▸ **Part of a data file**:
== == ==

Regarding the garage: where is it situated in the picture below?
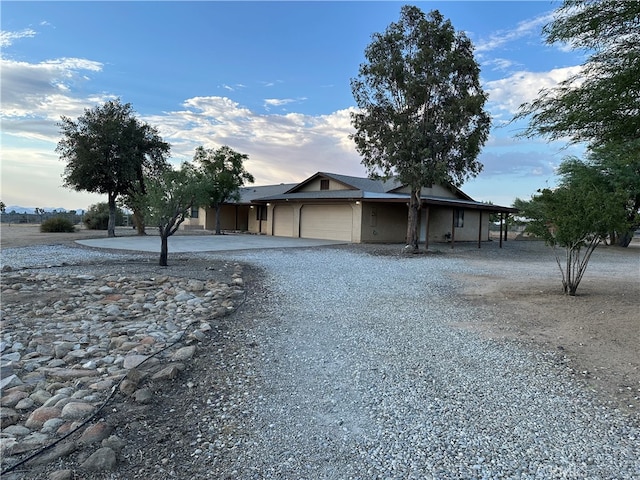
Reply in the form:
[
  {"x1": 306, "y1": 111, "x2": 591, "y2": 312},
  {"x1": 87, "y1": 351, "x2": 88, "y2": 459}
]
[
  {"x1": 300, "y1": 205, "x2": 353, "y2": 242},
  {"x1": 273, "y1": 205, "x2": 294, "y2": 237}
]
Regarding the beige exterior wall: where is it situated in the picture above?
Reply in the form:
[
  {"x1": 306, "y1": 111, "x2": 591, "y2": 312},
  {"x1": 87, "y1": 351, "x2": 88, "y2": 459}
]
[
  {"x1": 205, "y1": 205, "x2": 250, "y2": 231},
  {"x1": 360, "y1": 202, "x2": 407, "y2": 243},
  {"x1": 180, "y1": 208, "x2": 207, "y2": 230},
  {"x1": 420, "y1": 206, "x2": 489, "y2": 242}
]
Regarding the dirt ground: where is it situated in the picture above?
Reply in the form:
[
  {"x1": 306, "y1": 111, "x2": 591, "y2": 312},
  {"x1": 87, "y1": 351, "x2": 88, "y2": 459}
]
[{"x1": 0, "y1": 224, "x2": 640, "y2": 423}]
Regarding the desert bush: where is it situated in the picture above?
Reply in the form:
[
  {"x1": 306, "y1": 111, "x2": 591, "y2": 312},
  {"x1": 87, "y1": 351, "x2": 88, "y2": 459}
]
[
  {"x1": 82, "y1": 203, "x2": 124, "y2": 230},
  {"x1": 40, "y1": 216, "x2": 76, "y2": 233}
]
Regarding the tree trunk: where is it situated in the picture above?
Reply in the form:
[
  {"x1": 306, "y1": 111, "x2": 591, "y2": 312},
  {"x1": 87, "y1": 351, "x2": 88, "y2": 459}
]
[
  {"x1": 618, "y1": 230, "x2": 635, "y2": 248},
  {"x1": 132, "y1": 208, "x2": 147, "y2": 235},
  {"x1": 160, "y1": 230, "x2": 169, "y2": 267},
  {"x1": 216, "y1": 204, "x2": 222, "y2": 235},
  {"x1": 107, "y1": 193, "x2": 116, "y2": 237},
  {"x1": 407, "y1": 188, "x2": 420, "y2": 251}
]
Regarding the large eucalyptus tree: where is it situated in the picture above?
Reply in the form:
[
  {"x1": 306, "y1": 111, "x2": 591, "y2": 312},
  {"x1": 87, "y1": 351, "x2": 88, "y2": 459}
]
[{"x1": 351, "y1": 6, "x2": 491, "y2": 250}]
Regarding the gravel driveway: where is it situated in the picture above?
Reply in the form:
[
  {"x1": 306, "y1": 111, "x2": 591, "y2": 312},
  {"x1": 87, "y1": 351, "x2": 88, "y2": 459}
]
[
  {"x1": 212, "y1": 249, "x2": 640, "y2": 479},
  {"x1": 3, "y1": 247, "x2": 640, "y2": 479}
]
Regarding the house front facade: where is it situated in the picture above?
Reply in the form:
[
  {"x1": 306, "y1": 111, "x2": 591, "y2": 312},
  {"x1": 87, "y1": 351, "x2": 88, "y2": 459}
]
[{"x1": 179, "y1": 172, "x2": 517, "y2": 243}]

== == ==

Transcribe all the data word for word; the images stay out.

▸ **EXERCISE SOLUTION**:
Regarding the garage: where is it situated in the picture below?
Reply in the form:
[
  {"x1": 306, "y1": 111, "x2": 591, "y2": 312},
  {"x1": 87, "y1": 351, "x2": 88, "y2": 459}
]
[
  {"x1": 300, "y1": 205, "x2": 353, "y2": 242},
  {"x1": 273, "y1": 205, "x2": 294, "y2": 237}
]
Regarding the beige exterior wall: where is it situated in the picture above?
Reply in the form:
[
  {"x1": 306, "y1": 111, "x2": 591, "y2": 312},
  {"x1": 87, "y1": 351, "x2": 88, "y2": 459}
]
[
  {"x1": 205, "y1": 205, "x2": 250, "y2": 231},
  {"x1": 360, "y1": 202, "x2": 407, "y2": 243},
  {"x1": 180, "y1": 208, "x2": 207, "y2": 230},
  {"x1": 420, "y1": 206, "x2": 489, "y2": 242}
]
Regarding the dirt ground: where is it situated in the picture above?
Reply in the form:
[
  {"x1": 306, "y1": 111, "x2": 591, "y2": 312},
  {"x1": 87, "y1": 351, "x2": 88, "y2": 459}
]
[{"x1": 0, "y1": 224, "x2": 640, "y2": 423}]
Regarding the desert bush: where is it situated in the picture above?
Reply in the form:
[
  {"x1": 306, "y1": 111, "x2": 591, "y2": 312},
  {"x1": 87, "y1": 351, "x2": 88, "y2": 459}
]
[
  {"x1": 82, "y1": 203, "x2": 124, "y2": 230},
  {"x1": 40, "y1": 216, "x2": 76, "y2": 233}
]
Regarding the tree trunk: where is it situated in the picture above?
Reply in the form:
[
  {"x1": 306, "y1": 111, "x2": 591, "y2": 312},
  {"x1": 87, "y1": 351, "x2": 88, "y2": 459}
]
[
  {"x1": 618, "y1": 230, "x2": 635, "y2": 248},
  {"x1": 132, "y1": 208, "x2": 147, "y2": 235},
  {"x1": 160, "y1": 230, "x2": 169, "y2": 267},
  {"x1": 216, "y1": 204, "x2": 222, "y2": 235},
  {"x1": 107, "y1": 193, "x2": 116, "y2": 237},
  {"x1": 407, "y1": 188, "x2": 420, "y2": 251}
]
Regarding the large eucalyptus tree: where is it situated in the picture above?
Reply in the form:
[
  {"x1": 306, "y1": 111, "x2": 591, "y2": 312},
  {"x1": 87, "y1": 351, "x2": 88, "y2": 459}
]
[{"x1": 351, "y1": 6, "x2": 491, "y2": 250}]
Regarding the gravel driveway: where is it situated in the picture above?
Reply in the form:
[
  {"x1": 306, "y1": 111, "x2": 591, "y2": 312},
  {"x1": 87, "y1": 351, "x2": 88, "y2": 459}
]
[
  {"x1": 212, "y1": 249, "x2": 640, "y2": 479},
  {"x1": 3, "y1": 247, "x2": 640, "y2": 479}
]
Regarding the house front facade: where is it situated in the picture above?
Reply in the form:
[
  {"x1": 306, "y1": 111, "x2": 591, "y2": 312},
  {"x1": 87, "y1": 351, "x2": 88, "y2": 459}
]
[{"x1": 179, "y1": 172, "x2": 517, "y2": 243}]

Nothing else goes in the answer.